#### [Aim of the exercise]
Beginning with the line containing "Roadside-survey request: point out the evergreen" and ending with the last line of the records, set down every line exactly.

#### [Exercise materials]
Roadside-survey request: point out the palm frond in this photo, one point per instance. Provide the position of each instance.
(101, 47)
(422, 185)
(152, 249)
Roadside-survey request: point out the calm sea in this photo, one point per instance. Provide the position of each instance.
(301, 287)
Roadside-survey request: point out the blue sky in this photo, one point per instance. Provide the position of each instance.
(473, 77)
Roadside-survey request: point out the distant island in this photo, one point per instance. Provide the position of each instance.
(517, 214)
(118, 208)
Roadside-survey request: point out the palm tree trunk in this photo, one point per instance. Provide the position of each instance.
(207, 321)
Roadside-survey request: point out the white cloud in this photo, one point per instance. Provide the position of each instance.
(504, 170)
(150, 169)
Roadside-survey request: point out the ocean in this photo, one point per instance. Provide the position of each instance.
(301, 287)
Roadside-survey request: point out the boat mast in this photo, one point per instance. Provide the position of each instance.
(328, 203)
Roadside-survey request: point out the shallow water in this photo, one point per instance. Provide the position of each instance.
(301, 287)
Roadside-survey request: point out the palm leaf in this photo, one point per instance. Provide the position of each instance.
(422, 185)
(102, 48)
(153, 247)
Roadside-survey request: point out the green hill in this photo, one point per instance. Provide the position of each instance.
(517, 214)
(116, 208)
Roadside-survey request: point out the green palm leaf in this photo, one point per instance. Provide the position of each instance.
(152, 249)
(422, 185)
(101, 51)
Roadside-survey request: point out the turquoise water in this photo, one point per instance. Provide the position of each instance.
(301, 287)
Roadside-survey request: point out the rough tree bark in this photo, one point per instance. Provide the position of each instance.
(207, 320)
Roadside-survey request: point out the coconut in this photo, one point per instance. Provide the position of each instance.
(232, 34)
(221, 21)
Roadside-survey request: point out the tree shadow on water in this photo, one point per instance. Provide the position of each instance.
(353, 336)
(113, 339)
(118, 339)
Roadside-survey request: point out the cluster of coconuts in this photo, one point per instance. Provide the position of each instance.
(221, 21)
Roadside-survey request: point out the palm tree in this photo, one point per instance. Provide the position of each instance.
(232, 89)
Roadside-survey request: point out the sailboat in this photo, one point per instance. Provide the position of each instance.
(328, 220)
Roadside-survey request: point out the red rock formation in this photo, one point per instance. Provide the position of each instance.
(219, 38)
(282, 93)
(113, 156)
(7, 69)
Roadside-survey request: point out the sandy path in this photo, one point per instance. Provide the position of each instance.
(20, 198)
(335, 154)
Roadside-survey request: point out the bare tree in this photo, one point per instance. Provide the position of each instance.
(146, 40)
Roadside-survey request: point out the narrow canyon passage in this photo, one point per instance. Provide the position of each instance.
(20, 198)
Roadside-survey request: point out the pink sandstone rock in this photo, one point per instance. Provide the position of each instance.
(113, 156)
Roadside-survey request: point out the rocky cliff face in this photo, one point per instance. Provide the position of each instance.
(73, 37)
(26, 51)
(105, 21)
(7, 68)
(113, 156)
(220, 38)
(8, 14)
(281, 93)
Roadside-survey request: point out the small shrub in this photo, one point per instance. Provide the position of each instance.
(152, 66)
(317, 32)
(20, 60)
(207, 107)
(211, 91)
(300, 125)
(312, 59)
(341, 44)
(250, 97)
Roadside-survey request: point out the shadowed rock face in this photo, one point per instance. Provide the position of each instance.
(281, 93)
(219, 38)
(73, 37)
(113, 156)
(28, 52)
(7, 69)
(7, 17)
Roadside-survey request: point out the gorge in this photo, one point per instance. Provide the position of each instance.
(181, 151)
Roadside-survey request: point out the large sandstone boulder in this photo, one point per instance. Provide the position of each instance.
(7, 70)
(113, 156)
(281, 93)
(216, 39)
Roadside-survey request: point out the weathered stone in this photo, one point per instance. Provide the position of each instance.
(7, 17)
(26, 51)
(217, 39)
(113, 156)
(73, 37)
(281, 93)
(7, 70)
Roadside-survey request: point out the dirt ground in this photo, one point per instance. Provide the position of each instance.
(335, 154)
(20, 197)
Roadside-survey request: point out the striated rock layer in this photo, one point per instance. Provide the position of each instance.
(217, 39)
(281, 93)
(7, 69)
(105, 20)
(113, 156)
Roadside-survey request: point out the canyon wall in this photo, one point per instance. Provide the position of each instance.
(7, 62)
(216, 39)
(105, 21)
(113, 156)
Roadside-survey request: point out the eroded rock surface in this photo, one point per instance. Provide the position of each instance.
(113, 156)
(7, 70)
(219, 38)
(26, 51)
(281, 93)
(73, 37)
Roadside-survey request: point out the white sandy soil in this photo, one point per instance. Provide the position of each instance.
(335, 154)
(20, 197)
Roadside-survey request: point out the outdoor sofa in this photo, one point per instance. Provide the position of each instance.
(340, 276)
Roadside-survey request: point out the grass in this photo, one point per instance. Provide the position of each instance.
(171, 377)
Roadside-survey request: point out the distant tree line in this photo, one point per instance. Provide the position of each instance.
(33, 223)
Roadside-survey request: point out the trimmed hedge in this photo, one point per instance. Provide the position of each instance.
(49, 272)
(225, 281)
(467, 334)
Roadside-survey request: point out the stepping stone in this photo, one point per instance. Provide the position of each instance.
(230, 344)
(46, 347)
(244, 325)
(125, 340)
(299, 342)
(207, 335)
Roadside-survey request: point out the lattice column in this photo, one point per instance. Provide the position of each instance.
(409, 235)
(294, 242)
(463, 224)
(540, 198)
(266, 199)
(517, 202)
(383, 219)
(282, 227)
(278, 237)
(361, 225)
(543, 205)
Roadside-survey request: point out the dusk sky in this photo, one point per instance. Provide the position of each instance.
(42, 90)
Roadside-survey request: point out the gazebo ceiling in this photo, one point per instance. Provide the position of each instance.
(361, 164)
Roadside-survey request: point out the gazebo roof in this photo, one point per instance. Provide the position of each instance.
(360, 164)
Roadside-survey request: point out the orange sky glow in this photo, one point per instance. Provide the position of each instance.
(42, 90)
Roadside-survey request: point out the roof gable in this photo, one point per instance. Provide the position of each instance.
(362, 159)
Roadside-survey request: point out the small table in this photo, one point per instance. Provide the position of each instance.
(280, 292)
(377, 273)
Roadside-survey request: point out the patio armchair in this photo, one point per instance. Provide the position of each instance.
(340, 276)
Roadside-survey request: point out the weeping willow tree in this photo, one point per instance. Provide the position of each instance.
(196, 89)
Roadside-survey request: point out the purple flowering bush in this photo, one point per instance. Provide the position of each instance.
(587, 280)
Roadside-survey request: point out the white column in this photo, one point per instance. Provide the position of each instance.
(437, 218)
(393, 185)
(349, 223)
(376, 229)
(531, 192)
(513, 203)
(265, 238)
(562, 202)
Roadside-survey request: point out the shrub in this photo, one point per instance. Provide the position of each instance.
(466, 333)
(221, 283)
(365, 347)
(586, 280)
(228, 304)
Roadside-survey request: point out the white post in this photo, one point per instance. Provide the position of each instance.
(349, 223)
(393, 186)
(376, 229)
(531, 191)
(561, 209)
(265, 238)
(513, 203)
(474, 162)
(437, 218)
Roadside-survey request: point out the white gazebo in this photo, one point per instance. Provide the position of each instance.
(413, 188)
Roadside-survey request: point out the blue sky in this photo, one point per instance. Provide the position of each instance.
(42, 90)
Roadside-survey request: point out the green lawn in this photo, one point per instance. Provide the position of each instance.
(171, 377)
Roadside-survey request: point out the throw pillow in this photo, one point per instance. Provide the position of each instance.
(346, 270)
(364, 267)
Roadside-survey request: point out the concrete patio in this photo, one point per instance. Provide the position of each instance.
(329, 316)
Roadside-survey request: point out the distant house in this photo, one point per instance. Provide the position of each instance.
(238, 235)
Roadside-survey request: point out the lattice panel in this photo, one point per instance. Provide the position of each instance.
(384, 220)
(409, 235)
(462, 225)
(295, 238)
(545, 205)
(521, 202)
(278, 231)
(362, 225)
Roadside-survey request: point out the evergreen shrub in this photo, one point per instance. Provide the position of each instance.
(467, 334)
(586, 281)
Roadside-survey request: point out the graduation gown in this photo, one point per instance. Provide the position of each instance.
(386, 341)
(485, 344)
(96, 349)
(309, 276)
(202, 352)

#### [Exercise answer]
Roadside-survey request: point out the evergreen shrub in this photo, one point per instance. Provide the position of each instance.
(467, 334)
(586, 281)
Roadside-survey request: point out the graduation gown in this photo, one point per instance. Provide the position of each instance.
(386, 341)
(485, 344)
(96, 349)
(309, 276)
(202, 352)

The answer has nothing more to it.